Material provided: Begin

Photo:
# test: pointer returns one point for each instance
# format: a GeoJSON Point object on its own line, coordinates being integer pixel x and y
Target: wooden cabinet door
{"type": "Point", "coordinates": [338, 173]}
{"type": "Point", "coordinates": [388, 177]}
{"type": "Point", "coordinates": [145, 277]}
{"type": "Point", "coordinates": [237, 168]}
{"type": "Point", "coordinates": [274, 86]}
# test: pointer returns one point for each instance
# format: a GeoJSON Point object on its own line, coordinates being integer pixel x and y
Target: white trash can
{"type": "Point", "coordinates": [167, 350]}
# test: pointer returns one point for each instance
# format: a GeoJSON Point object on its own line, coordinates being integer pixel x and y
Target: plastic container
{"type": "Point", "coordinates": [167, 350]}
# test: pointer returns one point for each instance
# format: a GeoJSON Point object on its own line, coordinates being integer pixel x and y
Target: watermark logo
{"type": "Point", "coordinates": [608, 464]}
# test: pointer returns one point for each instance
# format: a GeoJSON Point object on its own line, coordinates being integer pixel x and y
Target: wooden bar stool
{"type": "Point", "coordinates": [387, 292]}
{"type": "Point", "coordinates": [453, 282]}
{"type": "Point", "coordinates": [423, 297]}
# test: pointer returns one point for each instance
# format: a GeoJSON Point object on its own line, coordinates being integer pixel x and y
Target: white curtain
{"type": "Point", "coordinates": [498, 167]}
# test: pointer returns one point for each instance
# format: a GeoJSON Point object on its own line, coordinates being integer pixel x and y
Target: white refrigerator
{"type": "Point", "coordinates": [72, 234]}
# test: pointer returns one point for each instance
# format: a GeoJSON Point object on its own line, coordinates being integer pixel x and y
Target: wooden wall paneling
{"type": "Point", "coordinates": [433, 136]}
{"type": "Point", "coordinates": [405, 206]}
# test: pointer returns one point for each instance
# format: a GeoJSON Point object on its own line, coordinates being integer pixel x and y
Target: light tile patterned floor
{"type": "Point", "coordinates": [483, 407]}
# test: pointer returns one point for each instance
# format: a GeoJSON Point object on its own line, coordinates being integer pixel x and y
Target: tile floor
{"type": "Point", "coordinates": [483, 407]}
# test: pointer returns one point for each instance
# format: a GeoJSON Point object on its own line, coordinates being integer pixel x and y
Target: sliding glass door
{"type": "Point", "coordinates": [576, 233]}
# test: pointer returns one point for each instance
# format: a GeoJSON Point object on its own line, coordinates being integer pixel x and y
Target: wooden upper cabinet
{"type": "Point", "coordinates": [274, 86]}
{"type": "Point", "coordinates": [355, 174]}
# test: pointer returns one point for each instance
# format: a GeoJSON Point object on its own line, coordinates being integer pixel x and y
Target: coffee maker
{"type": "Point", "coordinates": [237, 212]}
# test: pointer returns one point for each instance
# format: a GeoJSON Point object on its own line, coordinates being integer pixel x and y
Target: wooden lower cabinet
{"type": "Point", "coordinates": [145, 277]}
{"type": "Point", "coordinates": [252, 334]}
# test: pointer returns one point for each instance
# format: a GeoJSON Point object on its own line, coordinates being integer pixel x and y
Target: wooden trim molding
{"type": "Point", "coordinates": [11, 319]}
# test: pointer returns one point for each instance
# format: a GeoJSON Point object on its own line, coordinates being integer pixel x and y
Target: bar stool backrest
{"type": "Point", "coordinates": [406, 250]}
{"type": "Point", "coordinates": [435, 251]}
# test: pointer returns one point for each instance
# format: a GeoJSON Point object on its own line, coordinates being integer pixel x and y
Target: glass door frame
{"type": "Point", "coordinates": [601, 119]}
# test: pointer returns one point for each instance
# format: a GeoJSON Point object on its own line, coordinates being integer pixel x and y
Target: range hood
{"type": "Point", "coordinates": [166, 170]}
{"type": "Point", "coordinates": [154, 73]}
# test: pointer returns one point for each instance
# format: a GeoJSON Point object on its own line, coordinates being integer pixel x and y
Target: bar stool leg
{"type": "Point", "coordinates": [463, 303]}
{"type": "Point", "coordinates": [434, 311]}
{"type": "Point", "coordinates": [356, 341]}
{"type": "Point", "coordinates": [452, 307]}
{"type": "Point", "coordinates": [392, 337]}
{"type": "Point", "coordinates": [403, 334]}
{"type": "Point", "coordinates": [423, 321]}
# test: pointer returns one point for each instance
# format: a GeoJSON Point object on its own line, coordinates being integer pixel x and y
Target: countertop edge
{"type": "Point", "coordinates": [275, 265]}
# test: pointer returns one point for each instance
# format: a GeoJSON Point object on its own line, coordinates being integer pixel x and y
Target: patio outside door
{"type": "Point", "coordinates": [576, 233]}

Material provided: End

* Task *
Your task is to reproduce all the data exactly as shown.

* Result *
Photo:
# test: pointer returns one point for each instance
# format: a GeoJSON Point object on its own line, coordinates being integer pixel x and y
Target: wooden cabinet door
{"type": "Point", "coordinates": [338, 173]}
{"type": "Point", "coordinates": [388, 177]}
{"type": "Point", "coordinates": [145, 277]}
{"type": "Point", "coordinates": [237, 168]}
{"type": "Point", "coordinates": [274, 86]}
# test: pointer returns one point for each instance
# format: a GeoJSON Point object on its own line, coordinates being integer pixel x and y
Target: white trash can
{"type": "Point", "coordinates": [167, 350]}
# test: pointer returns one point for each instance
# format: a GeoJSON Point object on its own line, coordinates being integer pixel x and y
Target: plastic container
{"type": "Point", "coordinates": [167, 350]}
# test: pointer returns one point for each instance
# format: a GeoJSON Point object on its own line, coordinates being integer pixel x and y
Target: watermark logo
{"type": "Point", "coordinates": [608, 464]}
# test: pointer returns one point for each instance
# format: a GeoJSON Point object on its own line, coordinates being integer pixel x and y
Target: wooden bar stool
{"type": "Point", "coordinates": [387, 292]}
{"type": "Point", "coordinates": [453, 282]}
{"type": "Point", "coordinates": [423, 297]}
# test: pointer returns one point for each instance
# format: a GeoJSON Point object on its own line, coordinates being integer pixel x and y
Target: white curtain
{"type": "Point", "coordinates": [498, 167]}
# test: pointer returns one point for each instance
# format: a GeoJSON Point object on its own line, coordinates being integer pixel x and y
Target: white refrigerator
{"type": "Point", "coordinates": [72, 234]}
# test: pointer returns one point for each instance
# format: a GeoJSON Point object on its own line, coordinates being integer pixel x and y
Target: wooden wall paneling
{"type": "Point", "coordinates": [433, 136]}
{"type": "Point", "coordinates": [405, 206]}
# test: pointer returns one point for each instance
# format: a GeoJSON Point object on its own line, coordinates being integer pixel x and y
Target: light tile patterned floor
{"type": "Point", "coordinates": [483, 407]}
# test: pointer returns one point for each instance
# format: a GeoJSON Point object on its own line, coordinates being integer pixel x and y
Target: tile floor
{"type": "Point", "coordinates": [483, 407]}
# test: pointer returns one point for each instance
# format: a GeoJSON Point object on its own line, coordinates being integer pixel x and y
Target: sliding glass door
{"type": "Point", "coordinates": [576, 233]}
# test: pointer returns one point for each instance
# format: a GeoJSON Point object on its own line, coordinates being integer pixel x and y
Target: wooden upper cabinet
{"type": "Point", "coordinates": [274, 86]}
{"type": "Point", "coordinates": [355, 174]}
# test: pointer returns one point for each instance
# format: a GeoJSON Point object on its own line, coordinates being integer pixel x and y
Target: coffee maker
{"type": "Point", "coordinates": [237, 212]}
# test: pointer returns one point for each instance
# format: a GeoJSON Point object on its own line, coordinates being integer pixel x and y
Target: wooden lower cabinet
{"type": "Point", "coordinates": [145, 277]}
{"type": "Point", "coordinates": [252, 334]}
# test: pointer returns one point for each instance
# format: a GeoJSON Point object on its own line, coordinates being integer pixel x and y
Target: wooden trim molding
{"type": "Point", "coordinates": [11, 319]}
# test: pointer returns one point for each instance
# format: a GeoJSON Point object on its own line, coordinates being integer pixel x and y
Target: bar stool backrest
{"type": "Point", "coordinates": [406, 250]}
{"type": "Point", "coordinates": [435, 251]}
# test: pointer returns one point for each instance
# format: a GeoJSON Point object on its own line, coordinates being integer pixel x and y
Target: glass door frame
{"type": "Point", "coordinates": [601, 119]}
# test: pointer returns one point for each instance
# format: a GeoJSON Point object on its own line, coordinates being integer pixel x and y
Target: range hood
{"type": "Point", "coordinates": [166, 170]}
{"type": "Point", "coordinates": [154, 73]}
# test: pointer returns one point for each instance
# format: a GeoJSON Point object on its own line, coordinates being integer pixel x and y
Target: bar stool leg
{"type": "Point", "coordinates": [463, 303]}
{"type": "Point", "coordinates": [434, 311]}
{"type": "Point", "coordinates": [356, 341]}
{"type": "Point", "coordinates": [452, 307]}
{"type": "Point", "coordinates": [392, 337]}
{"type": "Point", "coordinates": [403, 334]}
{"type": "Point", "coordinates": [423, 321]}
# test: pointer returns one point for each instance
# format: a GeoJSON Point object on its own line, coordinates being integer pixel x and y
Target: countertop edge
{"type": "Point", "coordinates": [275, 265]}
# test: pointer returns one point for each instance
# format: a GeoJSON Point object on its own line, coordinates being integer pixel x and y
Target: patio outside door
{"type": "Point", "coordinates": [576, 233]}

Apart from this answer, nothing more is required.